» What you have to do
Retype the data exactly, leaving nothing out.

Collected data
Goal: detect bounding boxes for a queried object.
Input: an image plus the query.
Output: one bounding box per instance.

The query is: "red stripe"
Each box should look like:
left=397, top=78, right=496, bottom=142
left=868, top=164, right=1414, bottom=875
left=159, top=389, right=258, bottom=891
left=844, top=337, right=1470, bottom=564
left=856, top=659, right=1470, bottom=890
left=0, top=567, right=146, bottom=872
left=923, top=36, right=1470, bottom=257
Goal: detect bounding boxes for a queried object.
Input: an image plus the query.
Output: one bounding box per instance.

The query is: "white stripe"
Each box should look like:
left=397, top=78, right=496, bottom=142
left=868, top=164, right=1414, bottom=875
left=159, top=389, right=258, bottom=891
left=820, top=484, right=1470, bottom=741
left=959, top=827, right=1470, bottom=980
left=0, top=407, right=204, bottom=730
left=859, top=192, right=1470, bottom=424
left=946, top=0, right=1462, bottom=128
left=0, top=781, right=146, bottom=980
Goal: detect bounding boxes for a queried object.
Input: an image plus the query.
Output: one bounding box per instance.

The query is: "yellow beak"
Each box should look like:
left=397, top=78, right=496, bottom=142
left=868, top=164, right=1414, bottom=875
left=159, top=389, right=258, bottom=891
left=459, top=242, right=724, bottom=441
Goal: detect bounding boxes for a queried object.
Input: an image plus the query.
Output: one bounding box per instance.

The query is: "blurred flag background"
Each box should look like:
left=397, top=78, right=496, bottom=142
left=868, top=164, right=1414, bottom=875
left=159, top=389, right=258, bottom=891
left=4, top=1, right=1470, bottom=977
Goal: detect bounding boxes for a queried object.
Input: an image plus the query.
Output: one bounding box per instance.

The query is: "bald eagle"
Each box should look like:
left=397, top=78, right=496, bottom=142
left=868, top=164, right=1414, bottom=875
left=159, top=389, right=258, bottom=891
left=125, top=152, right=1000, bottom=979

» Solution for this problem
Goal: detect bounding boxes for a queried object.
Input: an image plus the query.
Output: one bounding box per instance.

The query is: "red stripe"
Each box should look like:
left=397, top=78, right=496, bottom=142
left=868, top=164, right=1414, bottom=875
left=159, top=389, right=258, bottom=891
left=844, top=337, right=1470, bottom=564
left=856, top=659, right=1470, bottom=890
left=0, top=567, right=146, bottom=872
left=923, top=36, right=1470, bottom=257
Goal: detect bounding boxes for a queried object.
Input: an image plus the query.
Output: one bounding box per instance.

The query is: "white stripe"
Each box should look like:
left=397, top=78, right=496, bottom=142
left=868, top=164, right=1414, bottom=875
left=159, top=389, right=258, bottom=891
left=820, top=484, right=1470, bottom=741
left=959, top=827, right=1470, bottom=980
left=0, top=407, right=204, bottom=730
left=859, top=192, right=1470, bottom=424
left=946, top=0, right=1462, bottom=128
left=0, top=781, right=146, bottom=980
Goal: detect bounding boxes for a queried object.
Input: an image plus the query.
Output: one bounding box per instance.

The query is: "yellow beak"
Each box should look like:
left=397, top=78, right=496, bottom=142
left=868, top=164, right=1414, bottom=875
left=159, top=389, right=258, bottom=891
left=459, top=242, right=724, bottom=441
Goal: detect bounding boxes for a queried object.
Input: an image plus the query.
Output: one bounding box per instance.

The query is: "blurred flag background"
Each box should look like:
left=397, top=78, right=496, bottom=142
left=868, top=164, right=1414, bottom=875
left=159, top=389, right=258, bottom=891
left=4, top=1, right=1470, bottom=977
Goal: detect bounding boxes for a queried object.
Input: an image plus the query.
Output: one bounding box per instance.

The query is: "bald eagle"
Each box should look like:
left=397, top=78, right=496, bottom=142
left=868, top=164, right=1414, bottom=875
left=159, top=389, right=258, bottom=891
left=125, top=152, right=1000, bottom=979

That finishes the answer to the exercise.